→ EXERCISE: Rewrite the data below, substituting "snowy" for every occurrence of "snow-covered" and leaving everything else unchanged.

**** SUPPLIED MATERIAL ****

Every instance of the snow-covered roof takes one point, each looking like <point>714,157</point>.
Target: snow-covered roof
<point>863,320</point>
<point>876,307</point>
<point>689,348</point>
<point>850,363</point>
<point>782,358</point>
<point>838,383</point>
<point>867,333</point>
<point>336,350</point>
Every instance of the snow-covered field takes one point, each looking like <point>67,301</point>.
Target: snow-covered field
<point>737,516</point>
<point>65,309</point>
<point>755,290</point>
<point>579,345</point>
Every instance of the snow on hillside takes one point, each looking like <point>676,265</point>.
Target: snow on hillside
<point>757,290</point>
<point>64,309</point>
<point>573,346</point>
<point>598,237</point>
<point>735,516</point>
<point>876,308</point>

****

→ FINISHED TASK:
Every instance of the snowy roof takes one point, each looking like <point>714,157</point>.
Target: snowy roof
<point>863,320</point>
<point>876,307</point>
<point>689,348</point>
<point>850,363</point>
<point>782,358</point>
<point>838,383</point>
<point>867,333</point>
<point>336,350</point>
Every instance of the snowy field takes one point, each looking like <point>67,301</point>.
Target: snowy field
<point>737,516</point>
<point>65,309</point>
<point>755,290</point>
<point>579,345</point>
Every instance of the snow on hillside takes one point, each looking like <point>676,265</point>.
Target: snow on hillside
<point>757,290</point>
<point>64,309</point>
<point>573,346</point>
<point>598,237</point>
<point>735,516</point>
<point>876,308</point>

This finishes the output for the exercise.